**Given exercise:**
In the records below, change "metal post" to "steel post" and reproduce only the lines from the line with "When you get a chance, could you detect the storefront" through the end of the records, with everything else unchanged.

**Supplied records:**
⟨
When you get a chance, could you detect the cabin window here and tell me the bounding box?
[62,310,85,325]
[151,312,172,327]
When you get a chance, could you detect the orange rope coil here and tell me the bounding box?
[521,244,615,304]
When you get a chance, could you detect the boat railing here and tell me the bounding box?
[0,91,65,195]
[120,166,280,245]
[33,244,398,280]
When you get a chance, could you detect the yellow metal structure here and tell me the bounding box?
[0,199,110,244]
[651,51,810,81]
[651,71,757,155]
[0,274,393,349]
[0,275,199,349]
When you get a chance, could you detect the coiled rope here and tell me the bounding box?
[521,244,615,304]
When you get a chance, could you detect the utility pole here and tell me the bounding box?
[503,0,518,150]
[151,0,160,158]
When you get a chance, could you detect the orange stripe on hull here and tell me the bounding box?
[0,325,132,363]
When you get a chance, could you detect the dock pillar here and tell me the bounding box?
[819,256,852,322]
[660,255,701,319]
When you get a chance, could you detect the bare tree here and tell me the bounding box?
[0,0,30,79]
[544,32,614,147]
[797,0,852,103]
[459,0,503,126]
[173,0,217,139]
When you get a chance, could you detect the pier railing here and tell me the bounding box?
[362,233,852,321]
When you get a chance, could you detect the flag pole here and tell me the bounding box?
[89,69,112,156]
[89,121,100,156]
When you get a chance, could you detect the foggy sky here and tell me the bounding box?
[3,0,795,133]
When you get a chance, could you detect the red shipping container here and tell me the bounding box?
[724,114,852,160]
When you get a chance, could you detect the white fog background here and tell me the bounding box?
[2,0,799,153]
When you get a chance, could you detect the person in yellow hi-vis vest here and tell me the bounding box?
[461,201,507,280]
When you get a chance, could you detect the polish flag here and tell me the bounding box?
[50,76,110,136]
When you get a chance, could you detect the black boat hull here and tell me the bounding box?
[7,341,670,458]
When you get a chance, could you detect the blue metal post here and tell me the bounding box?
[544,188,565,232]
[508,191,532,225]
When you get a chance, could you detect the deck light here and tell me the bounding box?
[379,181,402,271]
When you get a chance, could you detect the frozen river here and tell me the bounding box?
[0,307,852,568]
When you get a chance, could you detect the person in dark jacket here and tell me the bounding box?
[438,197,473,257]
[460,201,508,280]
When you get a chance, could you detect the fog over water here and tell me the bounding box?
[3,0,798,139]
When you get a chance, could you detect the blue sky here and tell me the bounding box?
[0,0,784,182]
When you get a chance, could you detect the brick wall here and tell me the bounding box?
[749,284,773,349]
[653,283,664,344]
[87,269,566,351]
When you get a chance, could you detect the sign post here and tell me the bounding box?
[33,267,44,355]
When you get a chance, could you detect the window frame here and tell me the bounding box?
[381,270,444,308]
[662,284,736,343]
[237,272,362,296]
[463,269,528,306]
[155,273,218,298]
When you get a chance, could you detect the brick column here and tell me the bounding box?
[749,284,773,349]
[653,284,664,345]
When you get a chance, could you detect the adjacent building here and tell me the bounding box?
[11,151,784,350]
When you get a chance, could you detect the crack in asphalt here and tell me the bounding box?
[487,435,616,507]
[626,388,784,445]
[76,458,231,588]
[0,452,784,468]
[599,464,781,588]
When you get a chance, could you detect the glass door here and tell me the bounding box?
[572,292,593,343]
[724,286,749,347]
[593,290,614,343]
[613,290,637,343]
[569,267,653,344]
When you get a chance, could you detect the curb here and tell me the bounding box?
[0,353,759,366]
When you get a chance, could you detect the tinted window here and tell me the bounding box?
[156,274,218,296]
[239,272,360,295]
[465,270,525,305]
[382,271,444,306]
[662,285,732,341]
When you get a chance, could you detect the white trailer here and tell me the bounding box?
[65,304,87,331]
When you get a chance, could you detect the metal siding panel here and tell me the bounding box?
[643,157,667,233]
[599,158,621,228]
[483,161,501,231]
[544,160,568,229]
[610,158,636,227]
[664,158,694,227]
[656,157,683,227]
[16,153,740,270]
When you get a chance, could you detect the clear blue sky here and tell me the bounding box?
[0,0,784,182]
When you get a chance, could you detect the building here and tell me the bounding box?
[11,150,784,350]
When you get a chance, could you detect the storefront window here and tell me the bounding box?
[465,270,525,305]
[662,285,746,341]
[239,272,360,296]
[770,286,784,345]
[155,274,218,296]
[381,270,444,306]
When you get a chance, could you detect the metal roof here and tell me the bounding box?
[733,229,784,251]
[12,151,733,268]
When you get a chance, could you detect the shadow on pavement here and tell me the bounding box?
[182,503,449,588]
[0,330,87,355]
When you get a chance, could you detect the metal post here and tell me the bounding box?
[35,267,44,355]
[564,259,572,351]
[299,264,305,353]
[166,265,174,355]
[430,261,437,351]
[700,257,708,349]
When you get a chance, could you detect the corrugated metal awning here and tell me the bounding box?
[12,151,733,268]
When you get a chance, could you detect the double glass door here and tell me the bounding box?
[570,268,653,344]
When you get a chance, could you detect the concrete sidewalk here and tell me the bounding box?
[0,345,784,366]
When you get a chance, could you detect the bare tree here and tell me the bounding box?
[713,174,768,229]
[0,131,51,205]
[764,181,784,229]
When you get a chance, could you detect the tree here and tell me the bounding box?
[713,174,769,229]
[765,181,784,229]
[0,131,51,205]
⟩
**Result:**
When you get a chance, could you detect the storefront window here and tell me the bounding box?
[465,270,525,305]
[662,285,746,341]
[239,272,360,296]
[770,286,784,345]
[155,274,218,296]
[381,270,444,306]
When you get a chance, could you detect the metal roof here and tell me the bounding box?
[733,229,784,251]
[12,151,733,268]
When you get a chance, could you detect the shadow on pavement here and tell me the bounding box?
[182,503,449,588]
[0,330,87,355]
When you get a chance, could you detect the steel post here and tell me the bounding box?
[35,267,44,355]
[564,259,572,351]
[299,264,305,353]
[166,265,174,355]
[430,261,437,351]
[700,257,708,349]
When you get a chance, could you detect the corrugated metal awning here and tell me the bounding box?
[12,151,733,268]
When you get a chance, could you detect the double glass door here and tell me the bounding box?
[570,268,653,344]
When you get a chance, could you detect the concrete sidewalk here and tell me the bounding box?
[0,345,784,366]
When you get a chance, could you detect the bare tree here and tell me the bounding box?
[713,174,768,229]
[0,131,51,205]
[764,181,784,229]
When you get a chance, could you detect the tree here and tell me the bounding box?
[713,174,769,229]
[765,181,784,229]
[0,131,51,205]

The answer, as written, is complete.